» **TASKS TO CARRY OUT**:
(a) In the hybrid search explainer, extract everything from "Pure vector search" down to "either retriever alone.".
(b) Answer these questions from the hybrid search explainer:
(i) By what two methods are the result lists usually fused?
(ii) In the support bot case, which method dominates the query "Error message E_AUTH_402"?
(iii) Which two additions to Postgres are listed for hybrid setups?

Hybrid search combines lexical full-text search (e.g. BM25) with semantic vector search and unites the strengths of both — precise on keywords and robust on meaning.

Hybrid Search — explained

Pure vector search struggles with rare proper nouns, product codes, or typos — terms that barely appear in the training corpus have no meaningful semantic neighborhood. Pure full-text search, on the other hand, fails on synonyms and paraphrases. Hybrid search runs both methods in parallel and fuses the result lists — usually via Reciprocal Rank Fusion (RRF) or a linear score combination. The end result is noticeably more robust than either retriever alone.

Example / Practical context

A support bot needs to answer both “How do I reset my password?” and “Error message E_AUTH_402” with good hits. Vector search dominates the first (natural language question), BM25 the second (exact code). Hybrid search produces usable top results for both. Vector DBs like Qdrant, Weaviate, Pinecone, and Postgres with pgvector + tsvector support hybrid setups out of the box.

» **PROVIDED MATERIAL**:
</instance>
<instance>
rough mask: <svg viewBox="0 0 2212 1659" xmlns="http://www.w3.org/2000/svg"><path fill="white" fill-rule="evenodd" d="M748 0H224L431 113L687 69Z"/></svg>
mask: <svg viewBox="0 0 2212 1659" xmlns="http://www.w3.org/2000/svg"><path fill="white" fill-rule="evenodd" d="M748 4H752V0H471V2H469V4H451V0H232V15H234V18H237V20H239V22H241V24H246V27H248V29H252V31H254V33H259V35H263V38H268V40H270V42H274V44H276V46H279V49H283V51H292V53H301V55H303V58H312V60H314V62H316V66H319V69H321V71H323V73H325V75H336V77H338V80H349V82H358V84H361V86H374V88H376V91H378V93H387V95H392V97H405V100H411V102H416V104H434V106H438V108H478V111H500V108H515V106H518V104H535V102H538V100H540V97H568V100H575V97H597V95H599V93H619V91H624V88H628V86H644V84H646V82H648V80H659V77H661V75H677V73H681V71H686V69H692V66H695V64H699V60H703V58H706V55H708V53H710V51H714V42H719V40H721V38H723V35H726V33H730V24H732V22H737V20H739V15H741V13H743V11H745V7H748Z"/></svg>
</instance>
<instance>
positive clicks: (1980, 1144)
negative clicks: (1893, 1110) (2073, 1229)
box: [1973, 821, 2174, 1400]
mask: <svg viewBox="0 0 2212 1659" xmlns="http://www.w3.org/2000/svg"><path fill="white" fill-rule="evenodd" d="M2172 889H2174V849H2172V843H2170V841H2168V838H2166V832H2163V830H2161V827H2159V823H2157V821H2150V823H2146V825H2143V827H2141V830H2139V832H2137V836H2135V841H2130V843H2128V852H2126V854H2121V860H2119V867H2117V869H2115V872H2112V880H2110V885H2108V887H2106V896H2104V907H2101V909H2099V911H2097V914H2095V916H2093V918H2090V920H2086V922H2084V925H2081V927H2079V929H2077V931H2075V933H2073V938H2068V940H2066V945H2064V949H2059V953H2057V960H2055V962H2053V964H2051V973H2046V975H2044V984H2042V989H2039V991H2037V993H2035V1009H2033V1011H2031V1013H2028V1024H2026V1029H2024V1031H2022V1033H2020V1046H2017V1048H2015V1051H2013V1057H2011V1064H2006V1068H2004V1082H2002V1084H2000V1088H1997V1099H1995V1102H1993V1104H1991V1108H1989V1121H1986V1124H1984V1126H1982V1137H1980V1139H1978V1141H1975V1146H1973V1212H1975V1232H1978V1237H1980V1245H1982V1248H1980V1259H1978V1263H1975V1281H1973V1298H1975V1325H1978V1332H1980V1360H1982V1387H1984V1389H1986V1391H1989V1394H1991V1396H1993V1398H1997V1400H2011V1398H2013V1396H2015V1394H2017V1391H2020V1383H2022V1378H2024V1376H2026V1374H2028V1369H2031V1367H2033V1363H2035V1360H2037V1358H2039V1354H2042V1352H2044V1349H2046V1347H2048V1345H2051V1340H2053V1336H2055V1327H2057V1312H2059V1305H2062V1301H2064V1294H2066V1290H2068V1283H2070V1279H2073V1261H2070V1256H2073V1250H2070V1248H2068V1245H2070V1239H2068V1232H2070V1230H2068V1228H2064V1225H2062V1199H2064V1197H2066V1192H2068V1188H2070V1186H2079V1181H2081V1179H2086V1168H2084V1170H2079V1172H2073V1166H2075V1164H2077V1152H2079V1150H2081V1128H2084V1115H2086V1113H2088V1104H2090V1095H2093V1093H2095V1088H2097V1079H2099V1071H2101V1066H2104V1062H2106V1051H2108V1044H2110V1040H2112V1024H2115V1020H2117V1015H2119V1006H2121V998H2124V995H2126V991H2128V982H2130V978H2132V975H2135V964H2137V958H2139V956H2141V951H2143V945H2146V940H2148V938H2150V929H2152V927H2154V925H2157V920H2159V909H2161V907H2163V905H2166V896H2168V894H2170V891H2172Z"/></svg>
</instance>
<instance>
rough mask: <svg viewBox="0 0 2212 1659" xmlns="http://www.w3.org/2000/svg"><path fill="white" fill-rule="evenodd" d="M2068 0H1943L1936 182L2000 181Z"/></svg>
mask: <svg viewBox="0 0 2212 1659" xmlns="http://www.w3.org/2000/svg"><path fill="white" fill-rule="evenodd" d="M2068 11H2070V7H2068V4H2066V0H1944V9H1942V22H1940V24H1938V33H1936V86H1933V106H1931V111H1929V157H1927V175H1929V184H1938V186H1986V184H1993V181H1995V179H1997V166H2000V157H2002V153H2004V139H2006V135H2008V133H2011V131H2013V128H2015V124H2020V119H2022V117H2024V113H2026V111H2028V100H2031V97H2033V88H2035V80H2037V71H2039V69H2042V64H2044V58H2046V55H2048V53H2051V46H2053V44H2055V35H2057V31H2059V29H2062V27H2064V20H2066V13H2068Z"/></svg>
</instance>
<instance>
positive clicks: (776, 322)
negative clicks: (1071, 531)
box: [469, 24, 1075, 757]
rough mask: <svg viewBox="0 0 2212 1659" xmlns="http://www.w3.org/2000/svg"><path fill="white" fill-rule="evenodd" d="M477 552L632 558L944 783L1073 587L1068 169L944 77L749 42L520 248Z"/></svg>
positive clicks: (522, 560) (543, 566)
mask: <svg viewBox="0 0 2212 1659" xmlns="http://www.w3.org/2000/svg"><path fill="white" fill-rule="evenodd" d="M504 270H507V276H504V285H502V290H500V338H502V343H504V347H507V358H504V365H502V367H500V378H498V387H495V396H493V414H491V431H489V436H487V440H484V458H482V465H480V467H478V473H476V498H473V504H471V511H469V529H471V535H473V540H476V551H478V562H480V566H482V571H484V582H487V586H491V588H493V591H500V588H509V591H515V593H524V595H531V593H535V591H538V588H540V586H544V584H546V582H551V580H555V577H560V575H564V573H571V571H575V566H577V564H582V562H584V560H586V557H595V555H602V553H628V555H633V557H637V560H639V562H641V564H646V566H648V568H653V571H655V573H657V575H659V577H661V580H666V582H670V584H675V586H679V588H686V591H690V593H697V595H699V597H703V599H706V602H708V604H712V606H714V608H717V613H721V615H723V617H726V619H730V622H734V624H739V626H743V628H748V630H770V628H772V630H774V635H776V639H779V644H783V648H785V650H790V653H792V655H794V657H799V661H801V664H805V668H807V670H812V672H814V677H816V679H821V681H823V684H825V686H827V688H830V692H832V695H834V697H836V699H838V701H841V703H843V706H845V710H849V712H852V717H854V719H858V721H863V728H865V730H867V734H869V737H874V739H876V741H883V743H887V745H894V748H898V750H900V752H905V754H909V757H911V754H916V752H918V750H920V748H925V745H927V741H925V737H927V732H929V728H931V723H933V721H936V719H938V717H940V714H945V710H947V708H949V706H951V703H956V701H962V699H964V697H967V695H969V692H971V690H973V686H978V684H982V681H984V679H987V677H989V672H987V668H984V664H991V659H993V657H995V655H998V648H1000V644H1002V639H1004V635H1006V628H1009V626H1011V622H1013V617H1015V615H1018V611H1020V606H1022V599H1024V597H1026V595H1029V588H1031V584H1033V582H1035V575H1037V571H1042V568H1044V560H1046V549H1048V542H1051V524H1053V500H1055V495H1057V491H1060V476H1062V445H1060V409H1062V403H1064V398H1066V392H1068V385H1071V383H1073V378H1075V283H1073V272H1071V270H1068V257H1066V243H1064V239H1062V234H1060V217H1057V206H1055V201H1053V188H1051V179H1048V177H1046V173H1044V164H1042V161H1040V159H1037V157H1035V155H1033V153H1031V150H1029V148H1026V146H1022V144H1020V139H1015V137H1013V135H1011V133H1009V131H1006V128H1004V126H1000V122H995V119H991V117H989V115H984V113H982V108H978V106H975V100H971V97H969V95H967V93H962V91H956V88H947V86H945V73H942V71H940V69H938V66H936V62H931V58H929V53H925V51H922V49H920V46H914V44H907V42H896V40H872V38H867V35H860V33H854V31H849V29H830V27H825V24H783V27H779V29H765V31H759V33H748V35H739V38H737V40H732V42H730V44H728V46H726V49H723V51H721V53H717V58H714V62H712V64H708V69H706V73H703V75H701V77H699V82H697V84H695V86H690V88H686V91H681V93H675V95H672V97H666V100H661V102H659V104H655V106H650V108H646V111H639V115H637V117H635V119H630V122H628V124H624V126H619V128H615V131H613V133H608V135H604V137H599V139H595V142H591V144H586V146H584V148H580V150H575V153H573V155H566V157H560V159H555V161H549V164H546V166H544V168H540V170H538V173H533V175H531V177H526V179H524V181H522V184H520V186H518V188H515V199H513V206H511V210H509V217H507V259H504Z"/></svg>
...
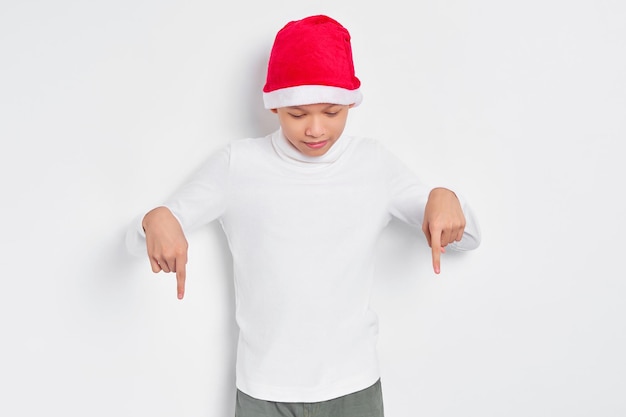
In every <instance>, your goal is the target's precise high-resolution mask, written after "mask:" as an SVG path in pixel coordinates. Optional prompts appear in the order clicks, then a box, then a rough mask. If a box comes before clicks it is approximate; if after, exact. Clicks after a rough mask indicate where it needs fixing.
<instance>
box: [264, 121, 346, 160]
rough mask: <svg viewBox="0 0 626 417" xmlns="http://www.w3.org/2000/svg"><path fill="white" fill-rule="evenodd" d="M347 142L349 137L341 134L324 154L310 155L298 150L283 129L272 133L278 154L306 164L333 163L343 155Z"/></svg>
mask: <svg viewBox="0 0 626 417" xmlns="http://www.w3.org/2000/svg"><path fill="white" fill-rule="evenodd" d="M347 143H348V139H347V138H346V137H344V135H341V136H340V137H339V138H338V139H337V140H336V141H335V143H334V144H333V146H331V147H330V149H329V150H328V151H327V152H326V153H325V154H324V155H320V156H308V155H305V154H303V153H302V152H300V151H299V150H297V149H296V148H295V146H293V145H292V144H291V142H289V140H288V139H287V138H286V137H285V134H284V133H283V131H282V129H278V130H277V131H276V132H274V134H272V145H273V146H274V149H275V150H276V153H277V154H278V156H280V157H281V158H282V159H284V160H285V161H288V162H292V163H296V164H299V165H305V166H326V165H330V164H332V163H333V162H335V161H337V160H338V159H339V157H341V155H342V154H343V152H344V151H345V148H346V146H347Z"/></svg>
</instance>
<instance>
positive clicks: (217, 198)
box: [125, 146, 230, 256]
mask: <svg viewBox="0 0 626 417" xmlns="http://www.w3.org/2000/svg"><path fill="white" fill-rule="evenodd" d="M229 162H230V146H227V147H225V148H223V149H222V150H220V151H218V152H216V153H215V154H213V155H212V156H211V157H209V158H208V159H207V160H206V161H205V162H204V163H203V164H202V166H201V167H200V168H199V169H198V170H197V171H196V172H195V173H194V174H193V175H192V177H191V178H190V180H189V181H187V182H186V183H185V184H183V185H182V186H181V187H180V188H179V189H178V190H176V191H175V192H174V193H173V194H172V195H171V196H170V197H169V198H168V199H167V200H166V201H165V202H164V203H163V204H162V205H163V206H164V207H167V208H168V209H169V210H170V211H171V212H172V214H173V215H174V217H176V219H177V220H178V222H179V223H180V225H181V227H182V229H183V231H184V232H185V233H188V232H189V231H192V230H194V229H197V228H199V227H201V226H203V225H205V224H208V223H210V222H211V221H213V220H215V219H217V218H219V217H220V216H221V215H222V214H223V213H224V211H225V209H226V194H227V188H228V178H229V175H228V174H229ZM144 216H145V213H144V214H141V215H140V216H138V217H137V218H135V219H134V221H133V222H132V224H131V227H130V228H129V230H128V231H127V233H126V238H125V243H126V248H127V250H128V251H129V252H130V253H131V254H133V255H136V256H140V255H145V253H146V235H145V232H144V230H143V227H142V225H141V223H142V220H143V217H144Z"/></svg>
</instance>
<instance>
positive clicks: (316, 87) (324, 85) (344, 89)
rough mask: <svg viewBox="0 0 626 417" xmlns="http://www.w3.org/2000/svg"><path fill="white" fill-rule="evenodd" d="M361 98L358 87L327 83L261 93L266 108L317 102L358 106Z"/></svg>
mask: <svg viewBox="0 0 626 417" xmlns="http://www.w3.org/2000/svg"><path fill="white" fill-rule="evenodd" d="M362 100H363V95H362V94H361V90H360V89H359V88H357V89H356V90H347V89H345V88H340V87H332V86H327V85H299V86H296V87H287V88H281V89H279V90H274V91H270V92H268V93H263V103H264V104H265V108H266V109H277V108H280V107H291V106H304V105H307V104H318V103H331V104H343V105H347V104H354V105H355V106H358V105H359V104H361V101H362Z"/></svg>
...
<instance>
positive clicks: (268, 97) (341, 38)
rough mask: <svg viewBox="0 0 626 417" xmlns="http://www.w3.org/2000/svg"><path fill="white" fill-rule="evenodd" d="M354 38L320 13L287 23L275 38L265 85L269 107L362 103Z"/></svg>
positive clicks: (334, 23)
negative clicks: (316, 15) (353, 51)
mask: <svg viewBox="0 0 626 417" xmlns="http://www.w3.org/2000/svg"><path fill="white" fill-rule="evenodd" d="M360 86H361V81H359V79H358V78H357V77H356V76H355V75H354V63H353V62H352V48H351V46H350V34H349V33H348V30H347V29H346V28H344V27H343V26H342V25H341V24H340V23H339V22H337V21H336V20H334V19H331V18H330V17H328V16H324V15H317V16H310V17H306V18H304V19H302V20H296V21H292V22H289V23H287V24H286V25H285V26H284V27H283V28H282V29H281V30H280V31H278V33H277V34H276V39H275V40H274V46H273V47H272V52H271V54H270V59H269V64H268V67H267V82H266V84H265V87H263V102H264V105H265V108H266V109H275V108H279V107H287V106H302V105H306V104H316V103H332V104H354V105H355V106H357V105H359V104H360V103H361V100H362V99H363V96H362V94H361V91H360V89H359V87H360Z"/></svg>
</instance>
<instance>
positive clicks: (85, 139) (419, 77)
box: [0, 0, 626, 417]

» **RESULTS**:
(a)
Pure vector search struggles with rare proper nouns, product codes, or typos — terms that barely appear in the training corpus have no meaningful semantic neighborhood. Pure full-text search, on the other hand, fails on synonyms and paraphrases. Hybrid search runs both methods in parallel and fuses the result lists — usually via Reciprocal Rank Fusion (RRF) or a linear score combination. The end result is noticeably more robust than either retriever alone.

(b)
(i) Reciprocal Rank Fusion (RRF) or a linear score combination.
(ii) BM25.
(iii) pgvector and tsvector.